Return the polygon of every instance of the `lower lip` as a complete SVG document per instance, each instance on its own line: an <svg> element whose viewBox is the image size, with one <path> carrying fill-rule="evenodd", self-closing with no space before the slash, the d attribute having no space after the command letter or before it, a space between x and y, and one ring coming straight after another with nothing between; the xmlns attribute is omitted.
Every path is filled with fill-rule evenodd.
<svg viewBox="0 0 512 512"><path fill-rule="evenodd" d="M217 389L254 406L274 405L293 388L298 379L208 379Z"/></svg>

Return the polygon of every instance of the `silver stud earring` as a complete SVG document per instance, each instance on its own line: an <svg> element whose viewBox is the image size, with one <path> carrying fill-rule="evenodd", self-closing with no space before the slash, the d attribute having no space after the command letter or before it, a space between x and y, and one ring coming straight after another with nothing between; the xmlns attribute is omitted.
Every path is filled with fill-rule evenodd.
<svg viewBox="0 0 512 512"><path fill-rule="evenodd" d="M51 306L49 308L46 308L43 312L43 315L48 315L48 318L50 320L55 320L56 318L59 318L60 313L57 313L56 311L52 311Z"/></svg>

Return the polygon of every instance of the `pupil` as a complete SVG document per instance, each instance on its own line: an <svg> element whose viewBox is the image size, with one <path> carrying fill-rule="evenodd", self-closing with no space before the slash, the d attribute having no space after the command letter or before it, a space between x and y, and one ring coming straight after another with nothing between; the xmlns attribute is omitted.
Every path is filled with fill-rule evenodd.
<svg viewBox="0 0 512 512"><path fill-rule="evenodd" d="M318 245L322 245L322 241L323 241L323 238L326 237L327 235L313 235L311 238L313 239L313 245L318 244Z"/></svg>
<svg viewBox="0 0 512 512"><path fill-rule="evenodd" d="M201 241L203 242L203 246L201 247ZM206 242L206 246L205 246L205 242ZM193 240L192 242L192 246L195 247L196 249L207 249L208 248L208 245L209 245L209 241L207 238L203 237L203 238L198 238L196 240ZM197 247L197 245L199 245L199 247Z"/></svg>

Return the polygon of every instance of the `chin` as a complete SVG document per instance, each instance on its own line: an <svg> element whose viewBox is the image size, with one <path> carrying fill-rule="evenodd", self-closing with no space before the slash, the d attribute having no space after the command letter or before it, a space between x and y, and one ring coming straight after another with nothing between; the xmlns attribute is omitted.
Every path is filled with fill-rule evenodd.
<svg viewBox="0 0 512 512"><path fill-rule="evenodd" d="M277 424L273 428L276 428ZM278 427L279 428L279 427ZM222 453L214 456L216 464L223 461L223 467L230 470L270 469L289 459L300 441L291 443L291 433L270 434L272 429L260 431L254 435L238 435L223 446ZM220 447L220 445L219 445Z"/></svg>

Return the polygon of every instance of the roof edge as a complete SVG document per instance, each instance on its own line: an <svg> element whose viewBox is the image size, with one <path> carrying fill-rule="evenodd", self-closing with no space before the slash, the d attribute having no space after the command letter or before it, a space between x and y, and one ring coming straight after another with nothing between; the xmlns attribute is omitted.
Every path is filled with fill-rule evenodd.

What you will do.
Give back the whole of the data above, exactly as written.

Response box.
Return the polygon of every instance of the `lower lip` as a complete SVG document per instance, each instance on its own line: an <svg> element whose viewBox is the image size, with one <path> carrying fill-rule="evenodd", self-closing with no space before the slash, the d attribute having no space after the command letter or before it, a space between x and y, and one ring coming straight after another with nothing between; the xmlns attribute is omitted.
Every path is filled with fill-rule evenodd.
<svg viewBox="0 0 512 512"><path fill-rule="evenodd" d="M217 389L254 406L274 405L293 388L298 379L208 379Z"/></svg>

Return the polygon of every instance of the `silver stud earring` as a complete SVG document per instance, each instance on its own line: an <svg> element whose viewBox is the image size, with one <path> carrying fill-rule="evenodd", self-closing with no space before the slash, the d attribute having no space after the command letter or before it, a space between x and y, and one ring coming straight after another with nothing between; the xmlns attribute is omitted.
Every path is filled with fill-rule evenodd.
<svg viewBox="0 0 512 512"><path fill-rule="evenodd" d="M51 306L49 308L46 308L43 312L43 315L48 315L48 318L50 320L55 320L56 318L59 318L60 313L57 313L56 311L52 311Z"/></svg>

Return the polygon of every instance of the `pupil` as a complete SVG document per instance, each instance on its own line: an <svg> element whose viewBox is the image size, with one <path> carrying fill-rule="evenodd", self-closing with no space before the slash, the d attribute having no space after the command letter or before it, a space between x and y, and one ring coming straight after another with nothing between; the xmlns attribute is omitted.
Every path is filled with fill-rule evenodd.
<svg viewBox="0 0 512 512"><path fill-rule="evenodd" d="M318 245L322 245L322 241L323 241L323 238L326 237L327 235L313 235L311 238L313 239L313 245L318 244Z"/></svg>
<svg viewBox="0 0 512 512"><path fill-rule="evenodd" d="M201 241L203 242L203 246L201 247ZM206 242L206 246L205 246L205 242ZM193 240L192 242L192 246L195 247L196 249L207 249L208 248L208 245L209 245L209 241L207 238L203 237L203 238L198 238L196 240ZM197 247L197 245L199 245L199 247Z"/></svg>

Return the polygon of every instance of the `chin` as a complete SVG document per instance, each instance on its own line: an <svg> element whose viewBox is the image size, with one <path> carrying fill-rule="evenodd", self-closing with no space before the slash, the d attribute having no space after the command letter or before it, a space between x and y, and one ring coming straight after another with nothing between; the xmlns attribute is omitted.
Every path is filled with fill-rule evenodd.
<svg viewBox="0 0 512 512"><path fill-rule="evenodd" d="M277 424L273 428L276 428ZM278 427L279 428L279 427ZM222 453L214 456L216 464L223 461L223 467L230 470L270 469L289 459L300 441L291 443L291 433L270 434L272 429L260 431L254 435L238 435L223 446ZM220 447L220 445L219 445Z"/></svg>

Return the polygon of every instance of the roof edge as a complete SVG document per instance, each instance on its own line: an <svg> element whose viewBox is the image size, with one <path> carrying fill-rule="evenodd", self-closing with no space before the slash, the d attribute having no space after the command letter or before it, a space between x and y, and one ring coming straight after another with nothing between; the xmlns attribute is omitted.
Every path is filled with fill-rule evenodd.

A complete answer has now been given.